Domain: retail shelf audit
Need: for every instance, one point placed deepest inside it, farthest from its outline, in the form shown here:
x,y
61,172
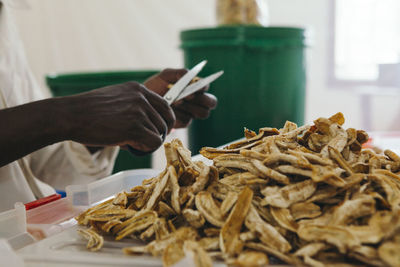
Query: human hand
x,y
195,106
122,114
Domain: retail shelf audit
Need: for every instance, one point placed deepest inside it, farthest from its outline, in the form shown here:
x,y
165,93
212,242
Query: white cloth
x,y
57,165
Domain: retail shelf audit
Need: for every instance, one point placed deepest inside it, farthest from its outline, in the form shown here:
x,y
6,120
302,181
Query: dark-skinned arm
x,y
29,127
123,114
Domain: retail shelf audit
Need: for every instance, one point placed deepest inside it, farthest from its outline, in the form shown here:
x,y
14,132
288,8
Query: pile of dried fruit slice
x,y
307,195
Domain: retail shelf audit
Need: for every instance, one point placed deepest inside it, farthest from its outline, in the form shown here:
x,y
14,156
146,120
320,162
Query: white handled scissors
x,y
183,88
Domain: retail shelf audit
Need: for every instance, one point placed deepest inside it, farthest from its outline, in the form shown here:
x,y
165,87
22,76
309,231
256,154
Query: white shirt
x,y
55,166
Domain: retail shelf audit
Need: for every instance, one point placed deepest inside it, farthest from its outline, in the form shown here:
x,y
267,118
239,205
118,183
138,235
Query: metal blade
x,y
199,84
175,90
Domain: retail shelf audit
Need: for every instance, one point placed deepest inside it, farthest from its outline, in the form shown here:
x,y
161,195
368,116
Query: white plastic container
_____
(TO DO)
Restate every record exactly, please; do not copy the pictures.

(SOLUTION TO THIS EXERCISE)
Domain: retail shelf audit
Need: for every instance, one point placed deepest inside it, farthest from its outline, in the form shown here:
x,y
61,172
Query: human hand
x,y
195,106
122,114
Domain: retail shelf audit
Need: for every instance, one point placed deepest inside it, farthest from its outline, in the form shown here:
x,y
165,93
212,242
Query: white cloth
x,y
57,165
Domain: retail shelf audit
Need: for every instance, one point placed deepest inside it, farthest from its outline, in the form shown here:
x,y
6,120
302,181
Query: dark-skinned arm
x,y
29,127
123,114
Domain: retail shelf audit
Need: for every instance, one point placed deepest inside it, farthest from its outline, in the form shown here:
x,y
14,132
288,8
Query: pile of dried fruit slice
x,y
307,195
Domain: retail shelf audit
Need: for every instance, one point placed deepest inside it, farthest from its outline, in the form shown here:
x,y
14,156
146,120
320,162
Query: white handled scissors
x,y
183,88
Domain: retail shelf audit
Need: for every instance, one point placed deepest inside it, farthest from its outline, in the form shown here:
x,y
165,87
22,76
309,231
256,154
Query: white shirt
x,y
55,166
Domain: retail shelf audit
Need: for every instance, one point placed deepest inside it, farthest from its outline, in the form shown here:
x,y
267,118
239,205
118,183
138,235
Query: metal blade
x,y
199,84
175,90
Domain: retail shelf audit
Need: for every instance, one point placed deepest inside it, farthest from its outline, in the form shown here:
x,y
161,195
368,116
Query: white plastic container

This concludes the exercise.